● **WHAT THIS TASK INVOLVES**
Retype each record below word for word, pictures excluded.

● **TASK INPUTS**
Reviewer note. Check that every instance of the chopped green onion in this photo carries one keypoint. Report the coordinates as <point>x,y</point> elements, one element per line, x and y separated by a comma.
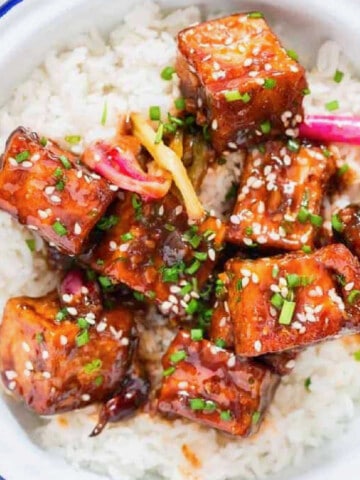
<point>82,338</point>
<point>167,73</point>
<point>104,114</point>
<point>197,403</point>
<point>269,83</point>
<point>73,139</point>
<point>338,76</point>
<point>343,169</point>
<point>155,113</point>
<point>287,312</point>
<point>159,134</point>
<point>331,106</point>
<point>178,356</point>
<point>277,300</point>
<point>336,223</point>
<point>234,95</point>
<point>93,366</point>
<point>126,237</point>
<point>22,156</point>
<point>225,415</point>
<point>30,242</point>
<point>353,296</point>
<point>256,417</point>
<point>180,103</point>
<point>293,145</point>
<point>265,127</point>
<point>59,228</point>
<point>196,334</point>
<point>65,161</point>
<point>307,383</point>
<point>169,371</point>
<point>293,55</point>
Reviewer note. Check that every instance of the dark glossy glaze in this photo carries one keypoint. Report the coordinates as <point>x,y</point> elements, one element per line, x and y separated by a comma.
<point>214,57</point>
<point>234,385</point>
<point>28,192</point>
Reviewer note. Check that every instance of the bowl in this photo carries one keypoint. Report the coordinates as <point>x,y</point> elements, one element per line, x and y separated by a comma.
<point>29,29</point>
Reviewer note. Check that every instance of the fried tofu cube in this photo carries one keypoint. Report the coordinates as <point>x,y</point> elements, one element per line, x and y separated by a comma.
<point>280,194</point>
<point>289,301</point>
<point>60,365</point>
<point>154,249</point>
<point>47,191</point>
<point>240,80</point>
<point>211,386</point>
<point>346,227</point>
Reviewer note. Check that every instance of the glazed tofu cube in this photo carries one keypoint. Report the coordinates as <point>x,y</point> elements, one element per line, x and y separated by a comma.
<point>280,195</point>
<point>155,250</point>
<point>55,363</point>
<point>47,191</point>
<point>214,387</point>
<point>346,227</point>
<point>284,302</point>
<point>240,80</point>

● **RESPONSE AREA**
Reviewer note. Check that every instance of the chopped green onion in this photo carries one keypoint. Report the coordinates as <point>x,y</point> elements, one element per line, x and y separated by a comma.
<point>82,338</point>
<point>167,73</point>
<point>104,114</point>
<point>197,403</point>
<point>269,83</point>
<point>73,139</point>
<point>338,76</point>
<point>343,169</point>
<point>155,113</point>
<point>287,312</point>
<point>159,134</point>
<point>331,106</point>
<point>178,356</point>
<point>277,300</point>
<point>336,223</point>
<point>234,95</point>
<point>93,366</point>
<point>126,237</point>
<point>22,156</point>
<point>225,415</point>
<point>30,242</point>
<point>353,296</point>
<point>256,417</point>
<point>180,103</point>
<point>293,145</point>
<point>265,127</point>
<point>59,228</point>
<point>196,334</point>
<point>65,161</point>
<point>307,383</point>
<point>169,371</point>
<point>293,55</point>
Reviewer note. Check that every instance of the dark glossy glaze in this photo carries one keypoint. Report the coordinates as <point>x,y</point> elements, one element per line, x and y separated by a comma.
<point>214,57</point>
<point>234,385</point>
<point>28,192</point>
Reviewer note. Check that every instance of the bowl in this photo carries one keypoint. Report the coordinates as <point>x,y</point> elements, one element per line, x and y separated by a comma.
<point>29,29</point>
Reviewer note. Check that every instance of the fried tofu cube in this photo carries one keypoint. Report the coordinates as <point>x,y</point> elements, one element per line, x and y separated by a comma.
<point>280,194</point>
<point>289,301</point>
<point>60,365</point>
<point>154,249</point>
<point>47,191</point>
<point>240,80</point>
<point>211,386</point>
<point>346,227</point>
Reviewer note. Check that every instance of the glazed tofu cube in this photo carries one keypoint. Report the coordinates as <point>x,y</point> elements, one element per line, x and y separated by a comma.
<point>280,195</point>
<point>155,250</point>
<point>55,363</point>
<point>47,191</point>
<point>214,387</point>
<point>346,227</point>
<point>284,302</point>
<point>240,80</point>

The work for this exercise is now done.